Position annotation listing
┄┄┄┄┄┄

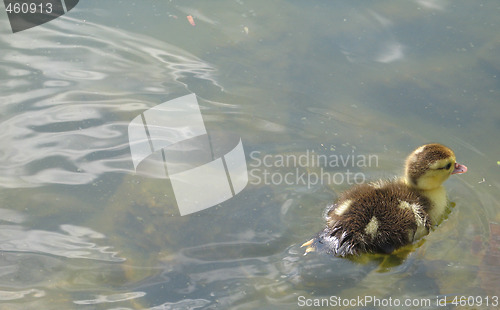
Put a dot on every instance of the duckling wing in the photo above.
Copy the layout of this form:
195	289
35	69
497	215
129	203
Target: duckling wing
372	218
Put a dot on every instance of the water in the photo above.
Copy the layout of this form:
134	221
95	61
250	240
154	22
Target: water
81	230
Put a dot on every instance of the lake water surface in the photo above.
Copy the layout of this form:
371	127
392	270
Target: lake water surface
358	83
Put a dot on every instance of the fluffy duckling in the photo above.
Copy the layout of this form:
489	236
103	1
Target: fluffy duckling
386	215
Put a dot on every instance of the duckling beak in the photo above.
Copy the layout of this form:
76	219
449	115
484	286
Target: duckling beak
459	169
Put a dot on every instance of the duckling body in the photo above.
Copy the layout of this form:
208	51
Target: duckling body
383	216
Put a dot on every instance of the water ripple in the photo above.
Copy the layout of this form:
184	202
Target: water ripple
69	95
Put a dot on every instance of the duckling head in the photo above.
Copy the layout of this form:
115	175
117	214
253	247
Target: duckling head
430	165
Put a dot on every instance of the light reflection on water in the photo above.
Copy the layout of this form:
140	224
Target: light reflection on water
79	229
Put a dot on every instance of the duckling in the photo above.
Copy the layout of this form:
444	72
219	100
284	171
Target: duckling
383	216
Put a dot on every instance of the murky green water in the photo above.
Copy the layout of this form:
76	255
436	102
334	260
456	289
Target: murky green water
81	230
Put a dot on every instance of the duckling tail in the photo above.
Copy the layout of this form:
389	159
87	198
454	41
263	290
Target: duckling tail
333	241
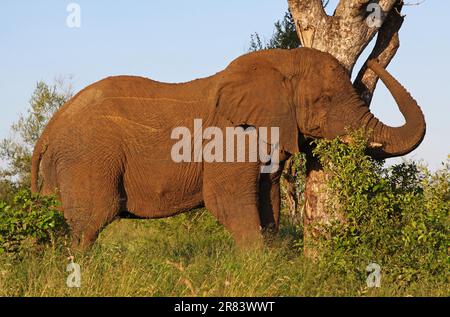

┄┄┄┄┄┄

Written instruction :: Rewrite the listing above with every "duckling beak" changed to "duckling bill" and everything else kept the same. Omit the pictures from your version.

Finished answer ::
Put a dot on every instance of the duckling wing in the photo above.
Copy the layout of this form:
195	289
35	69
497	215
129	203
Target: duckling wing
372	218
Put a dot on every instance of the water in the photo above.
Copy the layout of this form:
134	221
95	61
250	240
154	22
Target: water
81	230
Put a dot on every instance of the lake water surface in the photo above.
Copy the layout of this form:
371	127
392	270
Target: lake water surface
358	83
Put a dot on every instance of the fluffy duckling in the photo above.
Copy the layout of this form:
489	236
103	1
Target: fluffy duckling
386	215
Put a dot on every instance of the duckling bill in the photo above.
Copy the layout of this form:
76	219
449	115
484	286
Target: duckling bill
459	169
Put a dot on every instance of the duckling body in the photo above.
Copy the layout of this form:
208	51
Target: duckling body
383	216
Put a dot on every instance of the water ripple in the photo above.
Copy the layout of this form:
184	202
Target: water ripple
69	95
Put a dot on every instance of the duckling head in the photo above.
Copy the layout of this form:
115	175
117	214
253	247
Target: duckling head
430	165
Put a dot on every instance of the light reflection on water in the photo above.
Copy the layout of this form:
140	224
Target: light reflection on water
79	229
Put a dot on every instance of the duckling in the photo above.
Copy the layout of this form:
444	72
219	100
284	171
Target: duckling
383	216
Put a dot on every instance of the murky green water in the photo above.
Copy the layout of this form:
76	255
436	102
334	260
456	289
Target: murky green water
81	230
Put a dot on every instance of the duckling tail in the photo above.
Copy the layout of this form:
389	159
87	198
454	41
263	290
Target: duckling tail
333	241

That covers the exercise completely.